Records to use: Begin

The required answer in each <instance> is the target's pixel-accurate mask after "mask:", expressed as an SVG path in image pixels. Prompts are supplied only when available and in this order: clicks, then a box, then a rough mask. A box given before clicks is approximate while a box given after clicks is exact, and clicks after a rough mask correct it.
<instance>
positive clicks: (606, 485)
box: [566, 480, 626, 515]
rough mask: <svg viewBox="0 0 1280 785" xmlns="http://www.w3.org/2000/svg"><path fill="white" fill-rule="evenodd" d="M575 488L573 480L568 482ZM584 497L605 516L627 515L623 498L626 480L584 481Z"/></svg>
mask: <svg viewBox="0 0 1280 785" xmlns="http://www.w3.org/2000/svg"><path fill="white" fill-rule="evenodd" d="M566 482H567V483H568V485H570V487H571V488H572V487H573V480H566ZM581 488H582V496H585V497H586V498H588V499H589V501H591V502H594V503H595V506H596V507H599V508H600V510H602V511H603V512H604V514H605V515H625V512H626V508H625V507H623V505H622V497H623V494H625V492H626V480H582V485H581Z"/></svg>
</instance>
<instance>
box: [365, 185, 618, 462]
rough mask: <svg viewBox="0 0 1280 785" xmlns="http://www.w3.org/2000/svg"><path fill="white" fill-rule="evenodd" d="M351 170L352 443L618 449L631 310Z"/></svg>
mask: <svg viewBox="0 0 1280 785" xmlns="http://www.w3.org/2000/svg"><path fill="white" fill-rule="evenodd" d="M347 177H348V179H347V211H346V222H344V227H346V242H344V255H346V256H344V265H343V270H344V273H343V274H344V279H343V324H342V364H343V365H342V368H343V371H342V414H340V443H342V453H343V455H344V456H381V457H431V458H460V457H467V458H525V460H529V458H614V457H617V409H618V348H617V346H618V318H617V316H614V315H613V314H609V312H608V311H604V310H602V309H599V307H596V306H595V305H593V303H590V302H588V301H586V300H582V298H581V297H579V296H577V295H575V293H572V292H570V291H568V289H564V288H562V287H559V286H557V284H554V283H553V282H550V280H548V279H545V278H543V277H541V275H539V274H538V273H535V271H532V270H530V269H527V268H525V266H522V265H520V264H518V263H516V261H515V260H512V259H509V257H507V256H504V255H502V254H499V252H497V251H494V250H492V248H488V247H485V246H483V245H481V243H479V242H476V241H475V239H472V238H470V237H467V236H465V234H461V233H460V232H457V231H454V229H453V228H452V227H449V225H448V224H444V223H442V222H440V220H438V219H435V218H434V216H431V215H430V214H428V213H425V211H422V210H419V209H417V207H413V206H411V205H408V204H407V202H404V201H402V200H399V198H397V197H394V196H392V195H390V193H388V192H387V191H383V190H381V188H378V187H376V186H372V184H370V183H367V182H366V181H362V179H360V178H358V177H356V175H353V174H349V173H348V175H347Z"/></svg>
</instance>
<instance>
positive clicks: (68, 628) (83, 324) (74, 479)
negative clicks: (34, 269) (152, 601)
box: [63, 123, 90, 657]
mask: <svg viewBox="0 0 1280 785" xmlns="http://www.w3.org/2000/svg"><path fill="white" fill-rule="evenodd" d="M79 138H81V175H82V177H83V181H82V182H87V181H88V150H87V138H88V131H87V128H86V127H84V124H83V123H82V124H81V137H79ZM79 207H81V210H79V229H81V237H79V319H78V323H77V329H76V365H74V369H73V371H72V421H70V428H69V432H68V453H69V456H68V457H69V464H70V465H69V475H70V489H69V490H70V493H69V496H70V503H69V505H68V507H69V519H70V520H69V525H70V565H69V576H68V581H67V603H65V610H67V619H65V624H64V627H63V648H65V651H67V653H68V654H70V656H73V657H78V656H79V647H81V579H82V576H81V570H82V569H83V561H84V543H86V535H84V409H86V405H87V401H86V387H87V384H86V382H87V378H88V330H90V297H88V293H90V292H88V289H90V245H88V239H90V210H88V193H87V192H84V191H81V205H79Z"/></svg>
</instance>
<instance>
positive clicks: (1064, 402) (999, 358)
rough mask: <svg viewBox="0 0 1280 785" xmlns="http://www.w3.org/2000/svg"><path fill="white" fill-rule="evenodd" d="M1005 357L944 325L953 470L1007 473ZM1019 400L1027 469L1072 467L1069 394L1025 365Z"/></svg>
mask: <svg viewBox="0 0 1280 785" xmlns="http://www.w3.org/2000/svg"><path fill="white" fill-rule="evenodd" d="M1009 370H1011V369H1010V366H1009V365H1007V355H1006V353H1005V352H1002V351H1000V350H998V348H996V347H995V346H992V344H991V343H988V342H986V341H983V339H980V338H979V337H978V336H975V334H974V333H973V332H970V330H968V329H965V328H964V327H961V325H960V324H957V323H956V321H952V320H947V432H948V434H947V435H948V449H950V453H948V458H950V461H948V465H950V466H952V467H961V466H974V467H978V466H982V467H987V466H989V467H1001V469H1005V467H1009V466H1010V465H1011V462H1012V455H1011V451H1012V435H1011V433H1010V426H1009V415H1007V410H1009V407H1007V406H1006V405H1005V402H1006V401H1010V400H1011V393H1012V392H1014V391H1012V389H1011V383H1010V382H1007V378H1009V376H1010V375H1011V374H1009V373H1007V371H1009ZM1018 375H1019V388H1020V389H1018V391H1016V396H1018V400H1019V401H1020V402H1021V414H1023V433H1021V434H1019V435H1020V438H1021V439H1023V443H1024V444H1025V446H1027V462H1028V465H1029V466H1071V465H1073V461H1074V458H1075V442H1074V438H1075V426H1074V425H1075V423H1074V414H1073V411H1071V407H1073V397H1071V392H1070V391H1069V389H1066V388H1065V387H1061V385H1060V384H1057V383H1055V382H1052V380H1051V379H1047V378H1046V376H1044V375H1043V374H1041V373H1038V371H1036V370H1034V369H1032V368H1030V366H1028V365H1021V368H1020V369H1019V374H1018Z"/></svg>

Records to use: End

With "positive" as the string to find, copy every line of the records that holds it.

positive clicks: (606, 485)
positive clicks: (68, 628) (83, 324) (74, 479)
positive clicks: (1064, 402) (999, 358)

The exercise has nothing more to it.